[Quoted text start]
Murray International Trust – Half-Yearly Results

HIGHLIGHTS

 

 

30 June 2018

% change

Total assets less current liabilities (before deducting prior charges)

£1,632.9m

-8.5

Equity shareholders' funds (Net Assets)

£1,448.3m

-9.4

Share price – Ordinary share (mid market)

1,140.0p

-10.1

Net Asset Value per Ordinary share

1,130.2p

-9.7

Premium to Net Asset Value per Ordinary share

0.9%

 

Ongoing charges ratio{A}

0.69%

 

{A}            Considered to be an Alternative Performance Measure. Ongoing charges ratio calculated in accordance with guidance issued by the AIC as the total of the investment management fee and administrative expenses (annualised) divided by the average cum income net asset value, with debt at fair value, throughout the year. The ratio for 30 June 2018 is based on forecast ongoing charges for the year ending 31 December 2018.

 

 

PERFORMANCE (TOTAL RETURN)

 

 

Year ended

 

31 December 2017

Share price{B}

+11.0%

Net asset value per Ordinary share

+14.7%

Benchmark

+12.8%

{A}            Total return represents the capital return plus dividends reinvested in the period of 28.0p and is considered to be an Alternative Performance Measure.
[Quoted text end]
[Data entries start]
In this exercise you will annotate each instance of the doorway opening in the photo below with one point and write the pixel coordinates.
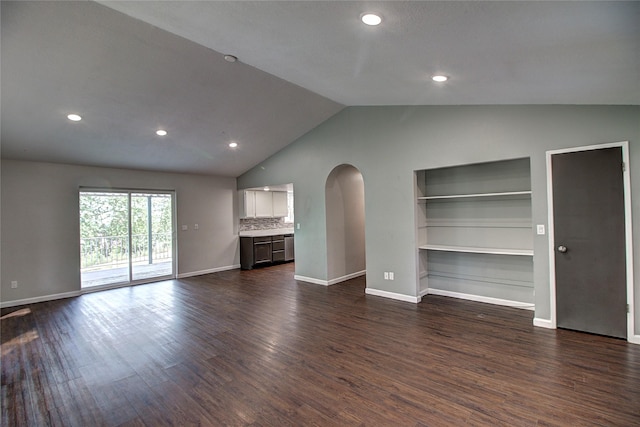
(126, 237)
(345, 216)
[Data entries end]
[Data entries start]
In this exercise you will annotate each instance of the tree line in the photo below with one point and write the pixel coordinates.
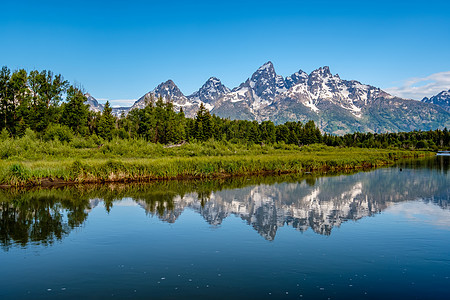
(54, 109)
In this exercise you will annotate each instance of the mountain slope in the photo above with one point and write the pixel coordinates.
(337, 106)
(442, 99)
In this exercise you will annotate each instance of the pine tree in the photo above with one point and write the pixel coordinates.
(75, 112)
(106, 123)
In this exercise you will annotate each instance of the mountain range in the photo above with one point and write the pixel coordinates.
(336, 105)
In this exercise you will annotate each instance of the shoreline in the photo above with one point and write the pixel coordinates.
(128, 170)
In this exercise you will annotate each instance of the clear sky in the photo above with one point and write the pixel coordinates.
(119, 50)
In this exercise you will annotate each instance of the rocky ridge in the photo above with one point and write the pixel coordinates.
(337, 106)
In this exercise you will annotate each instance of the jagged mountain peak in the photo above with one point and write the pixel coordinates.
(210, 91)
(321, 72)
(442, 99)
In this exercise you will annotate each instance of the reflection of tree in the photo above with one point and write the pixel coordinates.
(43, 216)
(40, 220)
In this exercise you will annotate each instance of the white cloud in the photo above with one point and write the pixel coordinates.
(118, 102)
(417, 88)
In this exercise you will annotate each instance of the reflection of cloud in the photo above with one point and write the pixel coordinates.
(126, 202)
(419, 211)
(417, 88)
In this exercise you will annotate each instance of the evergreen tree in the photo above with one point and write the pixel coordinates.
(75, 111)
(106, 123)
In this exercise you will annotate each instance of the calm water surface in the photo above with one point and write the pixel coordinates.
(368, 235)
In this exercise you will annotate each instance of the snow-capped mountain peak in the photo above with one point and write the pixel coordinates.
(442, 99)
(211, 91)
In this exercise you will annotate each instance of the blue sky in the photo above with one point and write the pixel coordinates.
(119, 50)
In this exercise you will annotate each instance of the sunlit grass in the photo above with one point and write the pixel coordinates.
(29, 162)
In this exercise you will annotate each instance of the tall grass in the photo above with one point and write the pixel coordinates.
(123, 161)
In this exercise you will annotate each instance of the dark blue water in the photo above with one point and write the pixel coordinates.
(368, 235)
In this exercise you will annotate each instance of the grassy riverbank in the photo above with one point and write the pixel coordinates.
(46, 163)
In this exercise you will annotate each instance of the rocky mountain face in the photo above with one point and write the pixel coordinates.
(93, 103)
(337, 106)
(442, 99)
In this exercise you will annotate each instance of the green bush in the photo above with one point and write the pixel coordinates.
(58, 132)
[Data entries end]
[Data entries start]
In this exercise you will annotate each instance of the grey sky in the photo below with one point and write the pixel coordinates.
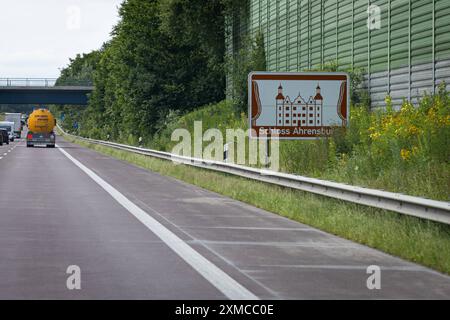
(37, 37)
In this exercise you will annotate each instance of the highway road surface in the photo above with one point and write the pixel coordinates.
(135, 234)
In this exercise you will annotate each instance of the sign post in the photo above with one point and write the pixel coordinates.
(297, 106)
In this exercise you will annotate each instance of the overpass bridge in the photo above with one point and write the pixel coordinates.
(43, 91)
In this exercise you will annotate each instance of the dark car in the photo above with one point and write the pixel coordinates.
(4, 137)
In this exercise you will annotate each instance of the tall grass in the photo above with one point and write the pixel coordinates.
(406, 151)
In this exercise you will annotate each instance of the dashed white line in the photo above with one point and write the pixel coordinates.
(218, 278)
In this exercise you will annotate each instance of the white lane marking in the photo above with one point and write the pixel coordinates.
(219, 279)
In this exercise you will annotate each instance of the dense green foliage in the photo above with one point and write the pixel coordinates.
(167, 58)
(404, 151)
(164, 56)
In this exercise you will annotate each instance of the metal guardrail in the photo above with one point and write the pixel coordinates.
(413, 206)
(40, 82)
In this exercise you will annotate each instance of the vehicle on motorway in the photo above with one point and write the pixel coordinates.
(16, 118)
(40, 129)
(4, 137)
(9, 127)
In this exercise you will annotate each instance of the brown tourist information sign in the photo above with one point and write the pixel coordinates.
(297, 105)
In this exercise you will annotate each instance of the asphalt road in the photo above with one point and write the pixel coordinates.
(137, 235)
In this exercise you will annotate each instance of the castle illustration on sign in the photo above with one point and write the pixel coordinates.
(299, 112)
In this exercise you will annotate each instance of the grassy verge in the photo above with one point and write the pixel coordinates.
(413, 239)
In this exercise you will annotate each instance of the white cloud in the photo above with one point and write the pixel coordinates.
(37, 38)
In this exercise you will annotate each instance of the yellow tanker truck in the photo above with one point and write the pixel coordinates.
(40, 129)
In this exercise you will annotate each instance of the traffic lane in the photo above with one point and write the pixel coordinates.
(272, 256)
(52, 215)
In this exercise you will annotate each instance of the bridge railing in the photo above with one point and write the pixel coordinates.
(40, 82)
[Data entries end]
Set problem:
Answer these questions from the Murray International Trust half-yearly results:
1. What was the Net Asset Value per Ordinary share at 30 June 2018?
2. What ongoing charges ratio is reported?
3. What total return did the benchmark record for the year ended 31 December 2017?

Answer for this exercise:
1. 1,130.2p
2. 0.69%
3. +12.8%